— START Dataset —
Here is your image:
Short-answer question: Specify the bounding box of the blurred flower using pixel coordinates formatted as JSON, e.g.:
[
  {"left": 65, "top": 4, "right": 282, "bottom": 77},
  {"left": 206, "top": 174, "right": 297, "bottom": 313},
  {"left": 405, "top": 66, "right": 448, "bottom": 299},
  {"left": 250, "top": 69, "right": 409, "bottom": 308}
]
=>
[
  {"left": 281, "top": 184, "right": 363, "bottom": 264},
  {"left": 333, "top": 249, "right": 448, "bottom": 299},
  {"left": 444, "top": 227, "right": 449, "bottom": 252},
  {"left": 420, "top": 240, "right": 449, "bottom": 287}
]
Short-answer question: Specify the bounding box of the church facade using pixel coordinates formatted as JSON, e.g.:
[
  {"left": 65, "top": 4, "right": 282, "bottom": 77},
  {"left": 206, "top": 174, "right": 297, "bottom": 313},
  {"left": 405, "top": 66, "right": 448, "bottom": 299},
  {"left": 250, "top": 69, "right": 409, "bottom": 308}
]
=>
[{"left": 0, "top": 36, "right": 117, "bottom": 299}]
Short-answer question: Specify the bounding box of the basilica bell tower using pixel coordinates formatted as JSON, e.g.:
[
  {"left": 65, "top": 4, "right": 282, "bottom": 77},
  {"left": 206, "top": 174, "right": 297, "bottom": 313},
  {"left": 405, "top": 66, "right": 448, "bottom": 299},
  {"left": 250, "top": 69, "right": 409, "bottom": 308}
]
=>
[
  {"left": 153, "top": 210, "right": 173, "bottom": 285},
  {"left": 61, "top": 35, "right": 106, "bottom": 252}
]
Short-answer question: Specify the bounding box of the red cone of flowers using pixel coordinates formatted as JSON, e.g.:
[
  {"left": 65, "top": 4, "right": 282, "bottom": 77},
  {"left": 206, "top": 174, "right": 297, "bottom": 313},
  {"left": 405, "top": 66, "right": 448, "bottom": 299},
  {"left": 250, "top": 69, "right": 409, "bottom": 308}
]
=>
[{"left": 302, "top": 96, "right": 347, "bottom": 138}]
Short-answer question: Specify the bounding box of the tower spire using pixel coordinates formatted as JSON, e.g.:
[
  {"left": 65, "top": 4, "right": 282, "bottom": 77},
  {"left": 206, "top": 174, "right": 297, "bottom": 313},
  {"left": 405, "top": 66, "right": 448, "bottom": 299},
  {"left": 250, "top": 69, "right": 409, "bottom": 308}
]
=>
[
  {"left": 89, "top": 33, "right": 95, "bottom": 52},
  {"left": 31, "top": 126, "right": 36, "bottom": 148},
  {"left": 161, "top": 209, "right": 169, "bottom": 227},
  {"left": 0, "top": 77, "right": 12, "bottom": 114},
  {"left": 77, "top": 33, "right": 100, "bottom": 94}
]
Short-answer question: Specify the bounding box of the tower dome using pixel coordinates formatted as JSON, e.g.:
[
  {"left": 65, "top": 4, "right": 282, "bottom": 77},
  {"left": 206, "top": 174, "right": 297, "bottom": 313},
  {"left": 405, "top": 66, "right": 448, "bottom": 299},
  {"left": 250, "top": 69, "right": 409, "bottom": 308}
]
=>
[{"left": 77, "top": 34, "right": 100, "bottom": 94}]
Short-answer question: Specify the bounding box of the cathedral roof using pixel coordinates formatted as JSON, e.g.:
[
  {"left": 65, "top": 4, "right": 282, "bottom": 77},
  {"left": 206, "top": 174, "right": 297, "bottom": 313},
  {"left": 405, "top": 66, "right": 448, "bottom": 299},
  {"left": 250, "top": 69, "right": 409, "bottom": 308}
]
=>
— END Dataset —
Required task:
Return, without any alteration, the lines of the records from the line containing "the tower spire" through the end of the records, including both of those lines.

Full output:
Short-answer question: Specify the bounding box of the tower spire using pixel coordinates formatted as JSON, e.g.:
[
  {"left": 65, "top": 4, "right": 282, "bottom": 77},
  {"left": 206, "top": 174, "right": 297, "bottom": 313},
  {"left": 405, "top": 66, "right": 448, "bottom": 299},
  {"left": 250, "top": 69, "right": 409, "bottom": 308}
]
=>
[
  {"left": 89, "top": 33, "right": 95, "bottom": 52},
  {"left": 31, "top": 126, "right": 36, "bottom": 148},
  {"left": 161, "top": 209, "right": 169, "bottom": 227},
  {"left": 0, "top": 77, "right": 12, "bottom": 114},
  {"left": 77, "top": 33, "right": 100, "bottom": 94}
]
Short-answer question: Specify the bounding box of the tower dome using pixel coordinates formatted as JSON, e.g.:
[
  {"left": 65, "top": 4, "right": 282, "bottom": 77},
  {"left": 206, "top": 174, "right": 297, "bottom": 313},
  {"left": 405, "top": 66, "right": 448, "bottom": 299},
  {"left": 250, "top": 69, "right": 409, "bottom": 308}
]
=>
[{"left": 77, "top": 34, "right": 100, "bottom": 94}]
Short-answer question: Specify the bounding box of the cathedral roof using pixel coordinates formatted as JSON, e.g.:
[
  {"left": 65, "top": 4, "right": 282, "bottom": 77},
  {"left": 206, "top": 174, "right": 297, "bottom": 313},
  {"left": 405, "top": 66, "right": 448, "bottom": 299},
  {"left": 250, "top": 69, "right": 409, "bottom": 308}
]
=>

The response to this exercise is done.